WORK TO DO:
Copy every line of the items below verbatim, keeping each one unchanged and in the same order.

RECORDS TO PROCESS:
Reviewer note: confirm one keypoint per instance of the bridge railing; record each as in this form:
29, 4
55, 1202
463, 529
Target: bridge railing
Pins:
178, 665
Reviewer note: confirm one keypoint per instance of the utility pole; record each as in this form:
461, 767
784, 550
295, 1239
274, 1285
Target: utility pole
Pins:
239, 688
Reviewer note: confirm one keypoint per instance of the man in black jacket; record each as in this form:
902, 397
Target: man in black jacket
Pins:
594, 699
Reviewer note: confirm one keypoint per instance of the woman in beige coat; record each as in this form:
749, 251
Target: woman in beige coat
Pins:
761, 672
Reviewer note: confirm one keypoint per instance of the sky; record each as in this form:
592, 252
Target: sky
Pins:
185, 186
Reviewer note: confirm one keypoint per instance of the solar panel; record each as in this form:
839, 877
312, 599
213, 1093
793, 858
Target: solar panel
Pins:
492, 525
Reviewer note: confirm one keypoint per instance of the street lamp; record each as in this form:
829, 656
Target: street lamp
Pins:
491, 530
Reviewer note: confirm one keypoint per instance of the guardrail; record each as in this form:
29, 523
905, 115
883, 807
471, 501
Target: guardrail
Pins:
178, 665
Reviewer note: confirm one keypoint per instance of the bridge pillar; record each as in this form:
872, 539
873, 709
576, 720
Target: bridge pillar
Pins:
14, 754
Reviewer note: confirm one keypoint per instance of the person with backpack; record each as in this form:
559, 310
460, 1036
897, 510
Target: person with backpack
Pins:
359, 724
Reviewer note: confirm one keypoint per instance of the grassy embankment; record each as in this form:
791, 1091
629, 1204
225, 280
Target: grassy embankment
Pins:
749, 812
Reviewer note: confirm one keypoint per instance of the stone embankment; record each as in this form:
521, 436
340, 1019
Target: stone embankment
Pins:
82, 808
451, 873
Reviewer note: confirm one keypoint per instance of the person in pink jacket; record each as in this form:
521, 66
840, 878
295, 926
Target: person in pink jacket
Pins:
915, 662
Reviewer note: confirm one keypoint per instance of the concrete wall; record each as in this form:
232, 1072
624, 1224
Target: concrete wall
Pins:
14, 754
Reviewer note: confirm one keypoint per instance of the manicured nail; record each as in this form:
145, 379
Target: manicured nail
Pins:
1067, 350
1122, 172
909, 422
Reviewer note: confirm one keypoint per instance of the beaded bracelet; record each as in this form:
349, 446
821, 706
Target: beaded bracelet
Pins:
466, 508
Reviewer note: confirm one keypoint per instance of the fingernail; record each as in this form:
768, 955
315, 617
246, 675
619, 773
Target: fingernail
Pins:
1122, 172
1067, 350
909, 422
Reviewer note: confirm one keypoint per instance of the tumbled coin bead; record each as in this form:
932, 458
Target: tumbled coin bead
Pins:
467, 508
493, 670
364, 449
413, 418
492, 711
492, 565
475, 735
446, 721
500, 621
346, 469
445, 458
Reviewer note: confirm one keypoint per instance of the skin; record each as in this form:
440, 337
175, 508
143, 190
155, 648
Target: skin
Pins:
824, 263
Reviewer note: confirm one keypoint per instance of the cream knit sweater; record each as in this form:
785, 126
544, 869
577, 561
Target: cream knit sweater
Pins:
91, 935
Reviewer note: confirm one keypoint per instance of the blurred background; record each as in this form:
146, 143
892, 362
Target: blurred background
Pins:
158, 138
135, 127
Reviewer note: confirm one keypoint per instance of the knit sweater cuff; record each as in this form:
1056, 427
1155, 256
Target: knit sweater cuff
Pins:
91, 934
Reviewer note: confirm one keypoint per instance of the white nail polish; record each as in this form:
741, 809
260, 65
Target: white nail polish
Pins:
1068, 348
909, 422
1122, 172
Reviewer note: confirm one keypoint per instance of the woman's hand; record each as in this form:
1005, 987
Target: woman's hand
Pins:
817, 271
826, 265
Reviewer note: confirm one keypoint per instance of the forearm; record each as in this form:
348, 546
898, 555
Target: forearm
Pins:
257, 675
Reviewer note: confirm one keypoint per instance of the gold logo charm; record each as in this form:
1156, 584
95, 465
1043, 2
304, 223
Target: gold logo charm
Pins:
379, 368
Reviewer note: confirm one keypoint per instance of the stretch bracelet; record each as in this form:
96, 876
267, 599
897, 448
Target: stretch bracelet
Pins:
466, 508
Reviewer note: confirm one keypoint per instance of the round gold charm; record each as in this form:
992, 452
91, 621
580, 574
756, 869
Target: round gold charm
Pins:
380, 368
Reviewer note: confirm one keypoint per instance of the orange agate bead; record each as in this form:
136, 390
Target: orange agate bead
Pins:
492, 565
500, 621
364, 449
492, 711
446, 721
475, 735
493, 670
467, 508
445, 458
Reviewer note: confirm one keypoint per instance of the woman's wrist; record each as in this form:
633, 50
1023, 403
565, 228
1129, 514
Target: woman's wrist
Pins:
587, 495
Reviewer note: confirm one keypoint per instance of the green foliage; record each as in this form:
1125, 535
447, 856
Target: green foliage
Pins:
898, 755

RESPONSE:
Reviewer note: confirm one keypoint per instance of the bridge railing; record each as in this form:
29, 4
55, 1202
463, 529
Target: bridge railing
Pins:
178, 665
Reviewer note: confirm one keypoint per instance of the utility pole; record each as in this form:
461, 767
784, 550
295, 1239
274, 1285
Target: utility pole
Pins:
239, 688
Reviewer note: confirm one keypoint per instance of the man in black jacket; record each as in this form:
902, 397
Target: man in black jacket
Pins:
594, 699
Reviewer note: confirm one keypoint per instance of the woman in beige coat; record each as in this form:
749, 251
Target: woman in beige coat
Pins:
761, 672
Reviewer note: confirm one keypoint per instance of the sky; record each as in this form:
592, 252
Target: sky
Pins:
185, 186
Reviewer note: confirm one keypoint per instance of the solar panel; record each as in this form:
839, 877
312, 599
213, 1093
793, 858
Target: solar panel
Pins:
492, 525
Reviewer note: confirm one keypoint per instance of the street lamp; record each as in this form:
829, 656
Target: street lamp
Pins:
491, 530
Reviewer note: confirm one keypoint per instance of the guardrail; record each as in this form:
29, 523
905, 115
883, 807
471, 501
Target: guardrail
Pins:
178, 665
Reviewer note: confirm one keypoint per instance of the bridge pillar; record each as in this form:
872, 539
873, 709
576, 720
Target: bridge pillar
Pins:
14, 754
Reviewer note: confirm one keypoint per instance of the person with backpack; record each as in this form:
559, 310
460, 1036
897, 510
Target: person with backpack
Pins:
359, 724
Reviewer note: confirm one keypoint per instance of the grassy embankment; record each as in this form:
791, 1091
629, 1204
225, 280
Target: grassy embankment
Pins:
749, 812
Reviewer note: confirm one keypoint per instance of the stone embankment; record each as in this form:
521, 436
340, 1019
Target: stone embankment
Pins:
82, 808
451, 873
Reviewer note: confirm one keypoint per instance of the person in pink jacket; record each as in this form:
521, 66
840, 878
295, 926
Target: person in pink jacket
Pins:
915, 662
Reviewer note: confirm one keypoint per instance of the concrete wall; record each as in this form:
232, 1072
624, 1224
Target: concrete wall
Pins:
14, 754
Reviewer note: confirm one keypoint per instance of the manicured nail; record each as in this form:
145, 379
Target: manicured nail
Pins:
1067, 350
1122, 172
909, 422
Reviewer note: confirm one keypoint per instance of the beaded bracelet; record each as in this form:
349, 446
821, 706
Target: beaded bracelet
Pins:
466, 508
Reviewer note: confirm one keypoint per instance of the fingernail; record each as in this form:
768, 955
315, 617
246, 675
619, 773
Target: fingernail
Pins:
1122, 172
1067, 350
909, 422
Reviewer note: confirm one keypoint per instance of the tumbled coin bead; record each as in this form:
932, 458
Target: tumbled coin bead
Pins:
467, 508
493, 670
364, 449
413, 418
492, 711
492, 565
475, 735
446, 721
500, 621
346, 469
445, 458
Reviewer note: confirm one keypoint per instance of the skin; record each as in this form:
440, 337
175, 508
143, 190
155, 648
Target: skin
Pins:
824, 263
Reviewer note: confirm one keypoint per instance of the cream knit sweater; record each as in this form:
785, 126
544, 869
577, 561
Target: cream knit sweater
Pins:
91, 935
Reviewer note: confirm one keypoint per instance of the blurred background; record each as in this form:
146, 143
892, 362
Target: blurred background
Pins:
158, 138
135, 127
Reviewer note: confirm one keypoint per instance of the knit sweater cuff; record each as in this form:
1056, 427
1155, 256
Target: knit sweater cuff
Pins:
91, 934
Reviewer note: confirm one keypoint per instance of the white nail polish; record each as in this form:
741, 809
260, 65
Target: white nail polish
Pins:
1068, 348
909, 422
1122, 172
Reviewer note: confirm one keypoint per instance of the woman's hand; record each as in this form:
1005, 987
Target: woman's hand
Pins:
817, 271
826, 265
Reviewer note: confirm one keypoint per instance of the forearm; record each as in this form:
348, 546
898, 555
Target: forearm
Pins:
257, 675
Reviewer note: confirm one keypoint per instance of the gold logo charm; record each as in this form:
1156, 584
95, 465
1043, 2
304, 223
Target: gold logo charm
Pins:
379, 368
Reviewer note: confirm one keypoint per instance of the stretch bracelet; record each as in this form:
96, 876
267, 599
897, 448
Target: stretch bracelet
Pins:
466, 508
Reviewer note: confirm one keypoint per instance of the round gold charm; record each as in this form:
992, 452
91, 621
580, 574
756, 869
Target: round gold charm
Pins:
380, 368
Reviewer note: confirm one keypoint per instance of the orange agate bead; record each as in this form:
136, 390
Target: orange agate bead
Pins:
492, 565
500, 621
364, 449
492, 711
446, 721
475, 735
493, 670
467, 508
445, 458
Reviewer note: confirm one keypoint per instance of the woman's wrist; record each as in this form:
633, 50
1023, 403
565, 228
1129, 514
Target: woman's wrist
Pins:
587, 495
Reviewer note: confirm one keypoint per instance of the green foliage; record each as in this form:
1125, 535
447, 856
Target: green foliage
Pins:
898, 755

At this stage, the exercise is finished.